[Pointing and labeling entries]
......

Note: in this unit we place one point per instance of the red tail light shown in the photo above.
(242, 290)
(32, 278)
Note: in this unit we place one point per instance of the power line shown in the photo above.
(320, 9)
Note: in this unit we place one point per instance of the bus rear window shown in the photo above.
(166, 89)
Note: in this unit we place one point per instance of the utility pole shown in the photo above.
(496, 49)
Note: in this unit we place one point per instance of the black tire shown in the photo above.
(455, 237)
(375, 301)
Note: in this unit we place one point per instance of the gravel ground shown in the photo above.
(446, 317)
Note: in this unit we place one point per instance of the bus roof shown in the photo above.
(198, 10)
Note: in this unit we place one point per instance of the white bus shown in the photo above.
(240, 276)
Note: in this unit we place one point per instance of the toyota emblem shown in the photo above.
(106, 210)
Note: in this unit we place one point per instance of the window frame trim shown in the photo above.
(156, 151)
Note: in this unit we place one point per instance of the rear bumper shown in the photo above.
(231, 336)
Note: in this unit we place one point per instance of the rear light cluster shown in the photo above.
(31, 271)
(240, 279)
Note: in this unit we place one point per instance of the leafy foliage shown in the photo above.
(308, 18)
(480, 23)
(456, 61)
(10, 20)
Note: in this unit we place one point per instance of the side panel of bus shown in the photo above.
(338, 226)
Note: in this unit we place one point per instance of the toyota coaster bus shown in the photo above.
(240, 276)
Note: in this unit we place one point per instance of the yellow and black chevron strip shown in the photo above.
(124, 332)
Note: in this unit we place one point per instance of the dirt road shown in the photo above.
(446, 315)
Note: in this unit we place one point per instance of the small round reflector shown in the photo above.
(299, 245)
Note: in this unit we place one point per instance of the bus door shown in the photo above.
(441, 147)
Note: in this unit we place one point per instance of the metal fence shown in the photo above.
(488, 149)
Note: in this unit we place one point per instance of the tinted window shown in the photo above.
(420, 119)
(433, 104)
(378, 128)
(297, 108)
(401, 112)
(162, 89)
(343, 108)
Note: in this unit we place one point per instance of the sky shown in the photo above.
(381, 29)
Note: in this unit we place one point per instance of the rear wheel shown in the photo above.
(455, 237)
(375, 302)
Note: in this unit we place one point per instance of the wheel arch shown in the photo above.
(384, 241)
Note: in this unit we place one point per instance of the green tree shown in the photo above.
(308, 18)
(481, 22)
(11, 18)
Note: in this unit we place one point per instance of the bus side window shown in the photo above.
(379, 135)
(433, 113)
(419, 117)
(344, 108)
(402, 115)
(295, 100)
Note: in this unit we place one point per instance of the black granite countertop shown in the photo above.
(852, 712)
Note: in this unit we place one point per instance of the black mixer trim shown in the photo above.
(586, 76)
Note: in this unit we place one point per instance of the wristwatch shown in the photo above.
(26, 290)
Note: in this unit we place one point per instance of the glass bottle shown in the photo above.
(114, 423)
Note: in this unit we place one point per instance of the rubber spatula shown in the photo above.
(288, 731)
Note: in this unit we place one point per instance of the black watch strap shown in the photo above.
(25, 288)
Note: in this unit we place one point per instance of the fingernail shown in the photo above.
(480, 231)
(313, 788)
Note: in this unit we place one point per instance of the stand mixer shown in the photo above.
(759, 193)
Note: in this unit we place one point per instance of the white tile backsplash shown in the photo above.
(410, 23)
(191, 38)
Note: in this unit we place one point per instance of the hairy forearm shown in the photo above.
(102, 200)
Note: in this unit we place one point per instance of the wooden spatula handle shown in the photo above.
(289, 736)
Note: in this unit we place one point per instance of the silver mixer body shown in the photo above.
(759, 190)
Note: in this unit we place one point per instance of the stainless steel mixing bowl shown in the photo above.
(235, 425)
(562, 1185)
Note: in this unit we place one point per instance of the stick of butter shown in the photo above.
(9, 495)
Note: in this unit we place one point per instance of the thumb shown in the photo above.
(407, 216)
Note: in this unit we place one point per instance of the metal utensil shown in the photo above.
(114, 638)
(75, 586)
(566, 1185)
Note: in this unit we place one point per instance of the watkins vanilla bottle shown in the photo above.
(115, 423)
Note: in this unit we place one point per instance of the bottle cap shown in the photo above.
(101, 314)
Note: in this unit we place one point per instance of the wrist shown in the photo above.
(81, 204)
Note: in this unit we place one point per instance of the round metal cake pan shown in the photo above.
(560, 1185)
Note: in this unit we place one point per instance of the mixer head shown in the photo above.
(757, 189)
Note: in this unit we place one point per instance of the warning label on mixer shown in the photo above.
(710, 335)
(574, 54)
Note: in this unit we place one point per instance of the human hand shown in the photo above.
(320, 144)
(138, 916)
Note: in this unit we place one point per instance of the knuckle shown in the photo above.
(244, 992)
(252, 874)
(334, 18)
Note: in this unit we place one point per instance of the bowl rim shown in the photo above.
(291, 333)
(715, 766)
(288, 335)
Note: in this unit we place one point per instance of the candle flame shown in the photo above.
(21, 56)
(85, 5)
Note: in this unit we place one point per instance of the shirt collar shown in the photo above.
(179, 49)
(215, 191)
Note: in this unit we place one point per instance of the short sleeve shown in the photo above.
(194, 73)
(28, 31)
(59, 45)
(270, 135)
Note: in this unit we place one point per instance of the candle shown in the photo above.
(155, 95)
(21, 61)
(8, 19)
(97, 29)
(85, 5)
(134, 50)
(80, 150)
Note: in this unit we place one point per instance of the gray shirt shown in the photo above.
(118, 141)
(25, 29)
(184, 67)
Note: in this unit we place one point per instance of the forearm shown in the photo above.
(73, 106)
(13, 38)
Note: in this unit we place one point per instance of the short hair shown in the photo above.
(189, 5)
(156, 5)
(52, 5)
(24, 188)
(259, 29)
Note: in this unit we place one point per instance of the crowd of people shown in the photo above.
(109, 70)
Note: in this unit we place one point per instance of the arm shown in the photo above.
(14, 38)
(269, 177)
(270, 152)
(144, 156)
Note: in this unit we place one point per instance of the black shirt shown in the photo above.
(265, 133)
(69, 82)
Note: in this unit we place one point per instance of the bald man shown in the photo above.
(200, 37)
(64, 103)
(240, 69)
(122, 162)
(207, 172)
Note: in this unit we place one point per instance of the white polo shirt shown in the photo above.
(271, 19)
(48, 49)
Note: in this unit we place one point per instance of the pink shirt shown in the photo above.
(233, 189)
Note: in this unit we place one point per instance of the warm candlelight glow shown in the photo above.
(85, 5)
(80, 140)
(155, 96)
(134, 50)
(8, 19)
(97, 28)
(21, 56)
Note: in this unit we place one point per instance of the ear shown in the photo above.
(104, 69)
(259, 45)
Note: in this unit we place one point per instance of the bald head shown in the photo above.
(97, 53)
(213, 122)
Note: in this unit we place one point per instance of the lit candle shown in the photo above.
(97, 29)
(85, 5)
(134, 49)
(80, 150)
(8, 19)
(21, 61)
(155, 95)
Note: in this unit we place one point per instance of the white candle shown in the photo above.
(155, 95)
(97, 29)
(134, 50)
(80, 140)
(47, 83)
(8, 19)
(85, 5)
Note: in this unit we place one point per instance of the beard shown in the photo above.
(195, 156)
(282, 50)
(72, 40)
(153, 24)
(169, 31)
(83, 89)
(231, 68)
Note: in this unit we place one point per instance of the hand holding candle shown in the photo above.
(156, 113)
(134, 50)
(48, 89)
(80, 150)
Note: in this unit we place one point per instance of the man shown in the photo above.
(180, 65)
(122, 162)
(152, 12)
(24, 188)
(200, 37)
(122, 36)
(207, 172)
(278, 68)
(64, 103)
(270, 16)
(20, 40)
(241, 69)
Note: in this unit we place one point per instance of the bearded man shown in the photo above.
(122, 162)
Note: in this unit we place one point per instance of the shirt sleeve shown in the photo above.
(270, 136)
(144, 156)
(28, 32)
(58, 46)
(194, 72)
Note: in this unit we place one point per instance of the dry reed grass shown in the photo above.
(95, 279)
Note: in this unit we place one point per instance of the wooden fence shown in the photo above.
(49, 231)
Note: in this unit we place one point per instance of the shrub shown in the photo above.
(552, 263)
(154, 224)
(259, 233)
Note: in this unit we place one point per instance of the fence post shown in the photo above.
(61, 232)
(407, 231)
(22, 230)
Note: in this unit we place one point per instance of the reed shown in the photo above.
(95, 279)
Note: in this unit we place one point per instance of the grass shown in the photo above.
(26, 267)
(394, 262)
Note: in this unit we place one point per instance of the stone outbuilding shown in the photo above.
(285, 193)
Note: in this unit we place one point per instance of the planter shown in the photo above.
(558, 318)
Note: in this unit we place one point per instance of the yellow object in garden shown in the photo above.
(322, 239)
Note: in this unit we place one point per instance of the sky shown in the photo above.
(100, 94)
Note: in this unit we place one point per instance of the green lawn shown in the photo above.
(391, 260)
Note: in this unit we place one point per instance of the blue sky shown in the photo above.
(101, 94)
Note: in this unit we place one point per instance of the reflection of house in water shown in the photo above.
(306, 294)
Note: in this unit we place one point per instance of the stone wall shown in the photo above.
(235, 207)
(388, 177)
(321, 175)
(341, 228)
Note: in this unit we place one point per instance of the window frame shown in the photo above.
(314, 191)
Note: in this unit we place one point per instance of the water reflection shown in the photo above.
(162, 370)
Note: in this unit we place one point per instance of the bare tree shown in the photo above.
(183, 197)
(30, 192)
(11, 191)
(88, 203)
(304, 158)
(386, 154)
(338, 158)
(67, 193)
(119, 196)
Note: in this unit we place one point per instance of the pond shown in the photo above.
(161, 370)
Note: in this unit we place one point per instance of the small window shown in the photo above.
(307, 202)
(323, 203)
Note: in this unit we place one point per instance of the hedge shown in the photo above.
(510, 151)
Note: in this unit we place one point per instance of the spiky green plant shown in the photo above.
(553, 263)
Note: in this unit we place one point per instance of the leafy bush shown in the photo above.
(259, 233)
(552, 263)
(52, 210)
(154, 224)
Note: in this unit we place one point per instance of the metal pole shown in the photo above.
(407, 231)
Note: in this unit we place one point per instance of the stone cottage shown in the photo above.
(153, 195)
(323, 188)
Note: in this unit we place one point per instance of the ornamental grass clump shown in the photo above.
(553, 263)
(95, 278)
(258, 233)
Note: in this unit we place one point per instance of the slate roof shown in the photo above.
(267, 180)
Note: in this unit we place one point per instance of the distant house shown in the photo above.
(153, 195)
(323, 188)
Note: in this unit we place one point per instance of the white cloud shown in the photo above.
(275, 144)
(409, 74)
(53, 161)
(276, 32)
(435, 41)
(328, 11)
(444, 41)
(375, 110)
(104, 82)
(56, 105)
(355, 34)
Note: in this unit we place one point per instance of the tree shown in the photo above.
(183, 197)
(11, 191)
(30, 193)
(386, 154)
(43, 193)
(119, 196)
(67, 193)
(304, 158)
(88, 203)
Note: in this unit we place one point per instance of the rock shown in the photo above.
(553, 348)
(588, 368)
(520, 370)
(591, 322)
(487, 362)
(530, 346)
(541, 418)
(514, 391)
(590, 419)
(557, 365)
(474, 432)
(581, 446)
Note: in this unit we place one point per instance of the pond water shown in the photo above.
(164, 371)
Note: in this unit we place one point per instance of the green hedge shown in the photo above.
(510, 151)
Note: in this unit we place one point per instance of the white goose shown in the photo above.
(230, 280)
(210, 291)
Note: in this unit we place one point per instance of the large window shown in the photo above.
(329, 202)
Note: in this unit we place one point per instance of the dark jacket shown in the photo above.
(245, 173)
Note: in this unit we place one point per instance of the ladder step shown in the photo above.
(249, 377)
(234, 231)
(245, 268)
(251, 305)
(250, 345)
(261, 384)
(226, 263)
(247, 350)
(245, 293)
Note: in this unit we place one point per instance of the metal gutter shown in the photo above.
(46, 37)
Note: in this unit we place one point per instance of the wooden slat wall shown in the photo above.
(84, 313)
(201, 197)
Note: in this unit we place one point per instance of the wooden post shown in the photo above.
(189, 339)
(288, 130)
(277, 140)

......

§ SET TASK:
Repeat only the stretch of lines that opens with the line containing "pond water shown in the photo above." and closes with the final line of the entries, both included, exactly as written.

§ TASK RESULT:
Note: in this unit we place one point per instance of the pond water shown in the photo above.
(164, 371)
Note: in this unit we place one point per instance of the green hedge shown in the photo above.
(510, 151)
Note: in this unit we place one point per instance of the white goose shown in the photo above.
(230, 280)
(210, 291)
Note: in this unit we place one point per instance of the large window shown in the photo above.
(329, 202)
Note: in this unit we place one point per instance of the dark jacket shown in the photo above.
(245, 173)
Note: in this unit we place one point per instance of the ladder step shown in the photo above.
(249, 377)
(234, 231)
(245, 268)
(251, 305)
(250, 345)
(261, 384)
(226, 263)
(247, 350)
(245, 293)
Note: in this unit we place one point per instance of the metal gutter shown in the photo above.
(46, 37)
Note: in this unit we place one point per instance of the wooden slat wall shown in the photo above.
(84, 313)
(201, 197)
Note: in this unit we place one point per instance of the wooden post shown in the photo above.
(189, 339)
(288, 130)
(277, 140)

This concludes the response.